» **Task list**:
#1 From the passage about Johnny, reproduce the part from "Around the same" to "away from Grandma.".
#2 Answer these from the passage about Johnny:
(a) What is Johnny's favorite paid chore?
(b) Whose daughter does Mary turn out to be?
(c) What did the aunt talk another kid out of for a nickel?

» **Text excerpt**:
----

Greg’s jaw drops as he lets go of Johnny in a heap on the floor!
Along with golf and piano lessons, little Johnny is also learning the value of a nickel. The weekend job pays well. Johnny enjoys running around, helping park cars, and escorting beautiful women to the front door. During the week after school, Johnny sets up pins in a bowling alley, and not to forget, some afternoons, he works with his auto-mechanic uncle in his garage. Johnny’s favorite paid chore is hanging upside down from the eaves. He helps Grandma wash windows and paint the outside of the house. Of course, this impresses all the girls passing by, and Johnny loves it when they stop to watch his antics and exchange teenage banter.
Around the same time, or maybe a couple of years earlier, Grandma loses her eyesight, and her sister moves in to help and keeps her company because the home is not as clean or tidy as before. As Johnny grows, he gets into the dating scene, and Grandma does not entirely approve. There is this girl, Mary, whom Johnny is very fond of and brings her home. It turns out Mary is Grandma’s doctor’s daughter. Both sisters are sitting on the front porch steps when Johnny introduces his friend.
“Grandma, I’d like you to meet….”
Grandma interrupts Johnny, snapping,
“I don’t want to meet any of those old Janes you go out with.”
She sure is in a foul mood, Johnny thinks as he hustles Mary into the house away from Grandma.
Lo-and-behold! Johnny looks around the living room for the first time and sees the mess. Jackets, shoes, socks, and a few dishes are strewn here and there. The undusted furniture and unswept floor. He stops dead and cannot take a peek at Mary, not even a furtive glance, nor could he muster enough courage to take her to the kitchen.
This turns out for the better because now Johnny is very conscious of maintaining a clean, tidy home. Grandma does not see the mess and cannot help it, and the aunt comes over to relax in the company of her sister. The same aunt talked another kid out of his ball for a nickel a few years back. She had seen the longing in Johnny’s eyes at the toy in the kid’s hands; the same kid little Johnny had socked in the face. So, Johnny does not need anyone to tell him what to do. He takes over ensuring a clean, presentable sitting area and a not-so-untidy kitchen. The approving nods from Grandpa mean the world to a shy smiling Johnny, and Millie puts a squeezing arm around Johnny when she visits next.

----

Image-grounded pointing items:
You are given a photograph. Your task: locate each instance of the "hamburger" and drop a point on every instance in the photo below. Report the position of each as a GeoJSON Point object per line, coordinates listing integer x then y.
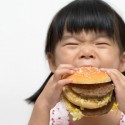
{"type": "Point", "coordinates": [90, 94]}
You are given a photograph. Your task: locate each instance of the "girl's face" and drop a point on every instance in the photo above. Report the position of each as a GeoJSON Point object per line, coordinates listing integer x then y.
{"type": "Point", "coordinates": [87, 49]}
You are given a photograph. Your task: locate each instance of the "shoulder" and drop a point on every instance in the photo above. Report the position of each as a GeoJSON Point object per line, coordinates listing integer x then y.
{"type": "Point", "coordinates": [122, 120]}
{"type": "Point", "coordinates": [59, 115]}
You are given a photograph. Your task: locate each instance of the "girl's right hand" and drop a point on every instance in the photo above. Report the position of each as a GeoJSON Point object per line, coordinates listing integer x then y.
{"type": "Point", "coordinates": [52, 91]}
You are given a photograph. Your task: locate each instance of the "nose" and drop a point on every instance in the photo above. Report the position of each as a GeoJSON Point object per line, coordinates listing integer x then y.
{"type": "Point", "coordinates": [87, 52]}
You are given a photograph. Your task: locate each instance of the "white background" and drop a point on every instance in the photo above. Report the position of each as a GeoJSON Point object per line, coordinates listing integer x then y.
{"type": "Point", "coordinates": [23, 66]}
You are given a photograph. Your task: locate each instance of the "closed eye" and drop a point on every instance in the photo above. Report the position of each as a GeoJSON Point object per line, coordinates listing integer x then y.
{"type": "Point", "coordinates": [71, 44]}
{"type": "Point", "coordinates": [103, 43]}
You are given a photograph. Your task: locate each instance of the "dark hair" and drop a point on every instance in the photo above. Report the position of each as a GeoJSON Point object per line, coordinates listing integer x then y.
{"type": "Point", "coordinates": [87, 15]}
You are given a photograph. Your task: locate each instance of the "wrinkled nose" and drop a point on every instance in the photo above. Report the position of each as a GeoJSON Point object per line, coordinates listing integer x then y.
{"type": "Point", "coordinates": [87, 52]}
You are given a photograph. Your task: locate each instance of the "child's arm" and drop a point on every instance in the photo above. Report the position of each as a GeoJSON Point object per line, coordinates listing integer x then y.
{"type": "Point", "coordinates": [40, 115]}
{"type": "Point", "coordinates": [119, 80]}
{"type": "Point", "coordinates": [50, 95]}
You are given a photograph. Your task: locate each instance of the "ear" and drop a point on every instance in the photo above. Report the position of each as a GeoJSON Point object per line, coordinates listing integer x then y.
{"type": "Point", "coordinates": [122, 63]}
{"type": "Point", "coordinates": [51, 62]}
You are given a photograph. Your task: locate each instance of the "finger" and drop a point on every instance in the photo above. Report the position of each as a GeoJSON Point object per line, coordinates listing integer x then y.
{"type": "Point", "coordinates": [116, 76]}
{"type": "Point", "coordinates": [62, 83]}
{"type": "Point", "coordinates": [60, 72]}
{"type": "Point", "coordinates": [67, 66]}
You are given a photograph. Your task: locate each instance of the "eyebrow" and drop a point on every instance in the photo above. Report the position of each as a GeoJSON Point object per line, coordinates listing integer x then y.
{"type": "Point", "coordinates": [99, 35]}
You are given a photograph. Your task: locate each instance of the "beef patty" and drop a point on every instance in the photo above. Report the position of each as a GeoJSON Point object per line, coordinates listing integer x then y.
{"type": "Point", "coordinates": [92, 90]}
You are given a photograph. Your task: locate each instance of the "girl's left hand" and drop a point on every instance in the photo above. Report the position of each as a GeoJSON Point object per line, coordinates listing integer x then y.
{"type": "Point", "coordinates": [119, 81]}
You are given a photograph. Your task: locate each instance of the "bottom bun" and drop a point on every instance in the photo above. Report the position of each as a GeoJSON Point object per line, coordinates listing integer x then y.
{"type": "Point", "coordinates": [78, 113]}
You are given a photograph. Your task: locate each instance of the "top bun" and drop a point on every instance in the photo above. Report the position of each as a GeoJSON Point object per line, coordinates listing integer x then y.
{"type": "Point", "coordinates": [89, 75]}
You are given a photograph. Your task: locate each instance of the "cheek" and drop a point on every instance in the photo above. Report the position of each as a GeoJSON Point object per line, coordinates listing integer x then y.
{"type": "Point", "coordinates": [111, 60]}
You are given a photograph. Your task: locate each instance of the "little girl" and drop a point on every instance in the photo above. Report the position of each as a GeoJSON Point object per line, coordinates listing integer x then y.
{"type": "Point", "coordinates": [83, 33]}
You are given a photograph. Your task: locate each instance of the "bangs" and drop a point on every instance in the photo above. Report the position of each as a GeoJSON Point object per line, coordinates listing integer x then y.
{"type": "Point", "coordinates": [86, 15]}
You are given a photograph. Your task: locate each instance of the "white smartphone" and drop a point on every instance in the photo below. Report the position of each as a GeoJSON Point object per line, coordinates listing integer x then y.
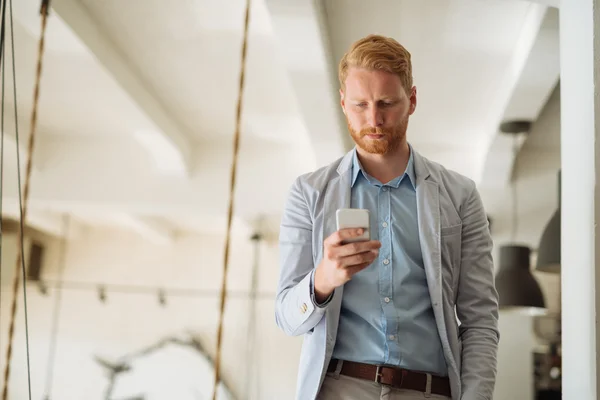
{"type": "Point", "coordinates": [354, 218]}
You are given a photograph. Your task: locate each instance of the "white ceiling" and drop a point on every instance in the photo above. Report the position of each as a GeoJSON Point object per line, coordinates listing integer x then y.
{"type": "Point", "coordinates": [118, 75]}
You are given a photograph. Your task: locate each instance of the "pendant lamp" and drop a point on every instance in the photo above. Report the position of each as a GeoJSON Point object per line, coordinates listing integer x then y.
{"type": "Point", "coordinates": [517, 287]}
{"type": "Point", "coordinates": [548, 259]}
{"type": "Point", "coordinates": [518, 290]}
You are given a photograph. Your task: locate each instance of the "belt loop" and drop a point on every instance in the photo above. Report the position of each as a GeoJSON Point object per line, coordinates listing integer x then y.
{"type": "Point", "coordinates": [338, 369]}
{"type": "Point", "coordinates": [428, 386]}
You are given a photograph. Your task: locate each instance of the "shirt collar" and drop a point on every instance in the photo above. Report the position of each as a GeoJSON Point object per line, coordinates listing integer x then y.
{"type": "Point", "coordinates": [410, 170]}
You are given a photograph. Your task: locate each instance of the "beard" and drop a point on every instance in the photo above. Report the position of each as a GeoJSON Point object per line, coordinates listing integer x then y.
{"type": "Point", "coordinates": [390, 141]}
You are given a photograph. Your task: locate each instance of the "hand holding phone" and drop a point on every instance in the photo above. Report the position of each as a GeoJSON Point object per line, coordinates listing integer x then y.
{"type": "Point", "coordinates": [354, 218]}
{"type": "Point", "coordinates": [346, 252]}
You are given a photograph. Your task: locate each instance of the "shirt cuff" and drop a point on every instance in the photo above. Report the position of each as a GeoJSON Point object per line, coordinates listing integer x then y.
{"type": "Point", "coordinates": [312, 293]}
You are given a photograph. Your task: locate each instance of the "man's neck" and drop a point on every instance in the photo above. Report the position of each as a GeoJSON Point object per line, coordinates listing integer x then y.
{"type": "Point", "coordinates": [385, 167]}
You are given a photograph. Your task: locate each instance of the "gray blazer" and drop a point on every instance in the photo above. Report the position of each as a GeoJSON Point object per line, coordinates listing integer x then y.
{"type": "Point", "coordinates": [456, 245]}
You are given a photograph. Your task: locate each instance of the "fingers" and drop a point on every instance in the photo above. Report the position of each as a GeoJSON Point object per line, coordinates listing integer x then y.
{"type": "Point", "coordinates": [338, 237]}
{"type": "Point", "coordinates": [357, 259]}
{"type": "Point", "coordinates": [351, 271]}
{"type": "Point", "coordinates": [356, 248]}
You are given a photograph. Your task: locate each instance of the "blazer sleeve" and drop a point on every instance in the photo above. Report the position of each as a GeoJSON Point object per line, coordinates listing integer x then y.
{"type": "Point", "coordinates": [477, 303]}
{"type": "Point", "coordinates": [295, 310]}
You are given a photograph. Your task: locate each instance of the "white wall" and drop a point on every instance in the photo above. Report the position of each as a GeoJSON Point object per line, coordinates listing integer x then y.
{"type": "Point", "coordinates": [537, 198]}
{"type": "Point", "coordinates": [130, 321]}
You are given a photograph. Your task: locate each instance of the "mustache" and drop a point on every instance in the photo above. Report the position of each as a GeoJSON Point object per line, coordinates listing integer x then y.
{"type": "Point", "coordinates": [374, 131]}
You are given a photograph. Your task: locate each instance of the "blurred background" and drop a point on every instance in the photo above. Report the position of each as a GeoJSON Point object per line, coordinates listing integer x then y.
{"type": "Point", "coordinates": [126, 223]}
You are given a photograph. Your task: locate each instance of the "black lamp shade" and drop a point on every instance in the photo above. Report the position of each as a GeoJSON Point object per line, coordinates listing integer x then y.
{"type": "Point", "coordinates": [517, 287]}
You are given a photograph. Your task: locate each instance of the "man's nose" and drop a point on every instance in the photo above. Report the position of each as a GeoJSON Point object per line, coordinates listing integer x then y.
{"type": "Point", "coordinates": [375, 117]}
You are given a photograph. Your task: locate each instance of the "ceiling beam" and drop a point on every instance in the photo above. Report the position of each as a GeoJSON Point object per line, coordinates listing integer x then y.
{"type": "Point", "coordinates": [78, 179]}
{"type": "Point", "coordinates": [169, 145]}
{"type": "Point", "coordinates": [145, 227]}
{"type": "Point", "coordinates": [301, 30]}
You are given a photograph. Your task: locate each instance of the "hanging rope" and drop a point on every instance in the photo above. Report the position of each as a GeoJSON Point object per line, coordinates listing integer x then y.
{"type": "Point", "coordinates": [23, 200]}
{"type": "Point", "coordinates": [236, 141]}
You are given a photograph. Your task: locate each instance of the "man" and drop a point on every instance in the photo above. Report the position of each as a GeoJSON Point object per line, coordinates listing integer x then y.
{"type": "Point", "coordinates": [379, 317]}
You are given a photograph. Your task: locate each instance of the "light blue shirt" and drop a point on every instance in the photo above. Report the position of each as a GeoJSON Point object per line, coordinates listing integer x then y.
{"type": "Point", "coordinates": [386, 315]}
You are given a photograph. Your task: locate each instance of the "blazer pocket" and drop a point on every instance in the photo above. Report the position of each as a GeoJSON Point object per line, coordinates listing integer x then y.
{"type": "Point", "coordinates": [450, 242]}
{"type": "Point", "coordinates": [451, 230]}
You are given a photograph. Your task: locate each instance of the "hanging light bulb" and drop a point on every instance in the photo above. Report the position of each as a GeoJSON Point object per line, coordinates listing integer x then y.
{"type": "Point", "coordinates": [518, 290]}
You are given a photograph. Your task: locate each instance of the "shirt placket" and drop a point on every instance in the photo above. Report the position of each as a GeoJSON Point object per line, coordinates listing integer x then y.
{"type": "Point", "coordinates": [386, 275]}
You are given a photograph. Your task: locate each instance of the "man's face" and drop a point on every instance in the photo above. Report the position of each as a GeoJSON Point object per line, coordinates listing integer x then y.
{"type": "Point", "coordinates": [377, 109]}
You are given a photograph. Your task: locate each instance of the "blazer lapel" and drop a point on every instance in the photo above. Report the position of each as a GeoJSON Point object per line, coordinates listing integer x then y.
{"type": "Point", "coordinates": [337, 196]}
{"type": "Point", "coordinates": [428, 216]}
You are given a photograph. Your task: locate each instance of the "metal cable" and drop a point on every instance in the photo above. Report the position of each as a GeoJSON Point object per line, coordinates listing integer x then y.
{"type": "Point", "coordinates": [231, 203]}
{"type": "Point", "coordinates": [23, 199]}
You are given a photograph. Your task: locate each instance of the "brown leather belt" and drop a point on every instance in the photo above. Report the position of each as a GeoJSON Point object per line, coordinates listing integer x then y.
{"type": "Point", "coordinates": [395, 377]}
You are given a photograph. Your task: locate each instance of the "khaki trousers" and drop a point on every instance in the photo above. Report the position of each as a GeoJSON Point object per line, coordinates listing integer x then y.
{"type": "Point", "coordinates": [346, 388]}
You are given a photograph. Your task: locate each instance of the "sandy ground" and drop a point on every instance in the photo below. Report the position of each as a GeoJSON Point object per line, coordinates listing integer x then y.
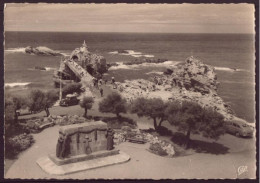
{"type": "Point", "coordinates": [222, 159]}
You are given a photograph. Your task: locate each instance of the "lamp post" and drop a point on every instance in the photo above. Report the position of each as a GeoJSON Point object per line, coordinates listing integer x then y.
{"type": "Point", "coordinates": [60, 83]}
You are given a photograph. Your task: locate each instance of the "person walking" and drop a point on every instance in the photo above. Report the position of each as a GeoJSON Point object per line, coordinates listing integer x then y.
{"type": "Point", "coordinates": [101, 91]}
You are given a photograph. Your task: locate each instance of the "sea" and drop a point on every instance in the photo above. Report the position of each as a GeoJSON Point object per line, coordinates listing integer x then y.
{"type": "Point", "coordinates": [232, 55]}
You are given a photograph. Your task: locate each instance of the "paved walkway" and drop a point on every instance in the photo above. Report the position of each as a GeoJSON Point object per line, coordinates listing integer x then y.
{"type": "Point", "coordinates": [142, 165]}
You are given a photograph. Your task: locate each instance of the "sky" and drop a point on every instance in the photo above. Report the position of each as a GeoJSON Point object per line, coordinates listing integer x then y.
{"type": "Point", "coordinates": [158, 18]}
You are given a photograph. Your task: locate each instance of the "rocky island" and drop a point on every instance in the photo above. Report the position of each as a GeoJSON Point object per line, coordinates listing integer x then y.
{"type": "Point", "coordinates": [192, 81]}
{"type": "Point", "coordinates": [41, 50]}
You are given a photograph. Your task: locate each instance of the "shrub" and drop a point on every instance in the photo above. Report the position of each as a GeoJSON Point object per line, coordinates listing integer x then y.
{"type": "Point", "coordinates": [71, 88]}
{"type": "Point", "coordinates": [113, 103]}
{"type": "Point", "coordinates": [16, 144]}
{"type": "Point", "coordinates": [86, 103]}
{"type": "Point", "coordinates": [157, 149]}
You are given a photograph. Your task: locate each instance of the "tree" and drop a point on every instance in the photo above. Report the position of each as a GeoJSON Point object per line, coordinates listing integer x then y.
{"type": "Point", "coordinates": [50, 97]}
{"type": "Point", "coordinates": [39, 100]}
{"type": "Point", "coordinates": [86, 103]}
{"type": "Point", "coordinates": [113, 103]}
{"type": "Point", "coordinates": [12, 104]}
{"type": "Point", "coordinates": [151, 108]}
{"type": "Point", "coordinates": [71, 88]}
{"type": "Point", "coordinates": [193, 119]}
{"type": "Point", "coordinates": [36, 100]}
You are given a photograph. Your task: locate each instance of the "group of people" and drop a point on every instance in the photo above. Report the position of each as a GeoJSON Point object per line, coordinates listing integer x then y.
{"type": "Point", "coordinates": [99, 82]}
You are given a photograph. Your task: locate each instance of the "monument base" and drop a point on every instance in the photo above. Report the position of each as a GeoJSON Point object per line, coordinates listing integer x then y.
{"type": "Point", "coordinates": [52, 168]}
{"type": "Point", "coordinates": [82, 157]}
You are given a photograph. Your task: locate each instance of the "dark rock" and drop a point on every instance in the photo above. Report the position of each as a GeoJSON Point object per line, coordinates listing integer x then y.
{"type": "Point", "coordinates": [41, 51]}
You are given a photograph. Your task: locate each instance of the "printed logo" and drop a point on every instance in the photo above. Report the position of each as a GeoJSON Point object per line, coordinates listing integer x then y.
{"type": "Point", "coordinates": [242, 169]}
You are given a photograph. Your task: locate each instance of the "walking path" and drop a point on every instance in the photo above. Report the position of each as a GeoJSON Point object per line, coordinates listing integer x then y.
{"type": "Point", "coordinates": [143, 164]}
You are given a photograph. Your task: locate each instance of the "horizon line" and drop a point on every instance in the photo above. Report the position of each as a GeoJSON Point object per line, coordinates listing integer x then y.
{"type": "Point", "coordinates": [132, 32]}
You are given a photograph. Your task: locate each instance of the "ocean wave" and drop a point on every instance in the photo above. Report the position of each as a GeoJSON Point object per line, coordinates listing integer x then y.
{"type": "Point", "coordinates": [131, 53]}
{"type": "Point", "coordinates": [227, 69]}
{"type": "Point", "coordinates": [42, 69]}
{"type": "Point", "coordinates": [42, 48]}
{"type": "Point", "coordinates": [121, 65]}
{"type": "Point", "coordinates": [16, 50]}
{"type": "Point", "coordinates": [11, 85]}
{"type": "Point", "coordinates": [50, 68]}
{"type": "Point", "coordinates": [154, 72]}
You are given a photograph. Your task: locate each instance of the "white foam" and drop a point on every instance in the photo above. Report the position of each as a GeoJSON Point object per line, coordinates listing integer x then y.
{"type": "Point", "coordinates": [136, 55]}
{"type": "Point", "coordinates": [113, 52]}
{"type": "Point", "coordinates": [131, 53]}
{"type": "Point", "coordinates": [16, 50]}
{"type": "Point", "coordinates": [121, 65]}
{"type": "Point", "coordinates": [148, 56]}
{"type": "Point", "coordinates": [154, 72]}
{"type": "Point", "coordinates": [49, 68]}
{"type": "Point", "coordinates": [227, 69]}
{"type": "Point", "coordinates": [16, 84]}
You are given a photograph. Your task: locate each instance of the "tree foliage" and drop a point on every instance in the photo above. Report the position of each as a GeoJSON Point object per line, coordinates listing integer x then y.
{"type": "Point", "coordinates": [194, 119]}
{"type": "Point", "coordinates": [39, 100]}
{"type": "Point", "coordinates": [86, 103]}
{"type": "Point", "coordinates": [12, 104]}
{"type": "Point", "coordinates": [151, 108]}
{"type": "Point", "coordinates": [113, 103]}
{"type": "Point", "coordinates": [71, 88]}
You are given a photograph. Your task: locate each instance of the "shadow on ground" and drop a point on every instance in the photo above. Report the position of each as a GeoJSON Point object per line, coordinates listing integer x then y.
{"type": "Point", "coordinates": [200, 146]}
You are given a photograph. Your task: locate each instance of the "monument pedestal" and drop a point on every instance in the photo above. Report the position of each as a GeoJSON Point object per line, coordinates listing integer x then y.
{"type": "Point", "coordinates": [82, 157]}
{"type": "Point", "coordinates": [51, 168]}
{"type": "Point", "coordinates": [82, 147]}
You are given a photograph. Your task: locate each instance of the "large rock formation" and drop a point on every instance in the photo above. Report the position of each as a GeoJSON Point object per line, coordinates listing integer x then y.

----

» **Results of the exercise**:
#1
Around the same time, or maybe a couple of years earlier, Grandma loses her eyesight, and her sister moves in to help and keeps her company because the home is not as clean or tidy as before. As Johnny grows, he gets into the dating scene, and Grandma does not entirely approve. There is this girl, Mary, whom Johnny is very fond of and brings her home. It turns out Mary is Grandma’s doctor’s daughter. Both sisters are sitting on the front porch steps when Johnny introduces his friend.
“Grandma, I’d like you to meet….”
Grandma interrupts Johnny, snapping,
“I don’t want to meet any of those old Janes you go out with.”
She sure is in a foul mood, Johnny thinks as he hustles Mary into the house away from Grandma.

#2
(a) Hanging upside down from the eaves.
(b) Grandma's doctor's.
(c) His ball.